**INSTRUCTIONS TO FOLLOW:** Write out the records below word for word, please.

**RECORDS:**
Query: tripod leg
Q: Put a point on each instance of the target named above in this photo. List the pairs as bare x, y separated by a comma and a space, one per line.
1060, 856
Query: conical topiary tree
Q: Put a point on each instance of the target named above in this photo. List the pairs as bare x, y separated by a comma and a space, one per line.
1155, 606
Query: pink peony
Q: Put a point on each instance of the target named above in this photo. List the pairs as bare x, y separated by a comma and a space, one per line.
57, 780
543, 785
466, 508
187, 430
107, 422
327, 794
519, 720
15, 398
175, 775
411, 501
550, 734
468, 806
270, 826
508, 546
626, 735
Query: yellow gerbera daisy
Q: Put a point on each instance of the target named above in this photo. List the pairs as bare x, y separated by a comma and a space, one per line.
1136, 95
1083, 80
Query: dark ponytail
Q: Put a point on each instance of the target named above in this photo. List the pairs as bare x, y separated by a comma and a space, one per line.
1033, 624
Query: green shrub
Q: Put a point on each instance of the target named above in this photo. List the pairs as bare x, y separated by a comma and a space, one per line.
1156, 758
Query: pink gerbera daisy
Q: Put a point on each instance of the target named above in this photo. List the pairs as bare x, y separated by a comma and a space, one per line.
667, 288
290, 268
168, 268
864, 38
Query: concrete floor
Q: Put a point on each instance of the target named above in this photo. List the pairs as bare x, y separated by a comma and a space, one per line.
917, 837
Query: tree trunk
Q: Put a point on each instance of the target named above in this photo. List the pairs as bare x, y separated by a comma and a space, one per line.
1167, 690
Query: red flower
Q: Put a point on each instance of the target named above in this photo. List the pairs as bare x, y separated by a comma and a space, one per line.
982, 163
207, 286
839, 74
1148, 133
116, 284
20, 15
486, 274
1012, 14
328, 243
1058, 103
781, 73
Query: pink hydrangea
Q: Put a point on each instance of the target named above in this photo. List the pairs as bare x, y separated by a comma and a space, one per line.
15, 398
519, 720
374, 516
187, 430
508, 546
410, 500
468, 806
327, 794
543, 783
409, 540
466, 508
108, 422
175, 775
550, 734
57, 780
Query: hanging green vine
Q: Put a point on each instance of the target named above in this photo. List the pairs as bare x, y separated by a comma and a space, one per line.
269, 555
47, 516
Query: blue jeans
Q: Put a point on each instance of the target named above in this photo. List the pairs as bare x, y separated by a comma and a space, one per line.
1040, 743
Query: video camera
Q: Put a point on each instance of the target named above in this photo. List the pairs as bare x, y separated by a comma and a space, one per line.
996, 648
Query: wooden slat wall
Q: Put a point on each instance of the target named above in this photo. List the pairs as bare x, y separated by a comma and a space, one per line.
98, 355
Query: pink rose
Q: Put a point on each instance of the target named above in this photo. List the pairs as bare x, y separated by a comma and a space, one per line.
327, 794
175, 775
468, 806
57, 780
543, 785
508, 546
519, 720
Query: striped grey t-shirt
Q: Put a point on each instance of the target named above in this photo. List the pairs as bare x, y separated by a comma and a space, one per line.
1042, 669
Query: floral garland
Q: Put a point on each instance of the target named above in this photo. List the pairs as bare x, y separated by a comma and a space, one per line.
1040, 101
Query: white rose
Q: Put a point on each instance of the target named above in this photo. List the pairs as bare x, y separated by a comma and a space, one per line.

**TASK SOLUTION:**
Query: tripod leg
Q: Put a point on each instance of the target named above in this photo. List the pairs as bare x, y separated by a comma and a space, one per line.
1060, 856
Query: conical topiary tree
Q: Put a point on each instance of the target named above in this photo. List the pairs as bare x, y separated by a comma and a space, one per line.
1155, 606
Query: pink peony
Q: Put a point on each instance of the target named above in this photo. List the pairs as bare x, y separated by a comma and a space, one per line.
57, 780
543, 785
466, 508
187, 430
107, 422
327, 794
519, 720
15, 398
175, 775
411, 501
550, 734
468, 806
270, 826
508, 546
626, 735
Query: yellow gerbera daisy
Q: Put a point on each instance of the target named above in this photo. List the pairs as bare x, y separated by a comma and a space, one per line.
1136, 95
1083, 80
Query: dark ponytail
Q: Put a point on each instance of the target named above in this photo. List the pairs as bare x, y separated by a comma and a space, one per line.
1033, 624
Query: green shrub
Q: Put a point on each instance of the target named above in this photo. List the pairs as bare x, y separated by a comma and a space, one per line.
1156, 758
Query: pink gerbera daisy
Q: Put a point on each instance of the target named above in this photo. List the pairs as bare x, y separated by a comma and a space, one per line.
667, 288
290, 268
168, 268
864, 38
Query: concrete floor
Q: Put a point on each instance of the target named above in this photo. List the pairs as bare x, y separated by a comma and a space, one per line.
917, 837
Query: tree trunk
Q: Put a point on each instance of the target named above in this photo. List the pairs as bare x, y separated by a comma and a space, one per line.
1167, 690
Query: red flower
Q: Put a point on each instance of the target named above in this photo. List the pairs as bare x, y separated by a comma and a space, one per line.
982, 163
207, 286
839, 74
1148, 133
116, 284
20, 15
486, 274
1012, 14
328, 243
1058, 103
781, 73
Query: pink hydrangea
Q: Put a point on each instance of the target named above in this photo. List the pairs as bare x, y separated by a comma and a space, one per line.
15, 398
519, 720
374, 516
187, 430
508, 546
410, 500
468, 806
327, 794
543, 783
409, 540
466, 508
108, 422
175, 775
550, 734
57, 780
Query: hanging green vine
Q: Put a point on each instance of the target named above in this photo. List the pairs as bare x, y separated by a comma and a space, one per line.
269, 555
47, 516
Query: blue jeans
Q: Put a point on each instance of the target named above in this photo. List the pairs as bare x, y separated by a comma and a space, one per line.
1040, 743
Query: video camera
Q: Put a point on each instance of the target named above in this photo. List the pairs as bare x, y separated by a comma and a space, one per line.
996, 648
Query: wooden slat wall
Q: Put a point on each instance of the target named above in this photo. List the pairs as bare x, y separated by a comma and a space, one per line.
98, 355
Query: pink rose
Q: Put a point on each instance of the target named above in this photo. List the pairs as bare x, y separated by a comma and a space, one per line.
327, 794
175, 775
468, 806
57, 780
543, 785
508, 546
519, 720
Query: striped grey t-shirt
Q: Put a point on each instance of the target named above in this photo. List the pairs as bare x, y separated by a comma and a space, one per line.
1042, 669
Query: floral garland
Q: Put a point on each instance of the target named above in this photo. List the pairs as bare x, y separated by a comma and a space, one per line.
1040, 101
Query: white rose
Q: Put a point on each instance of the target named above in this photo. List the pairs as bare x, y separated by a comma and a space, one per line.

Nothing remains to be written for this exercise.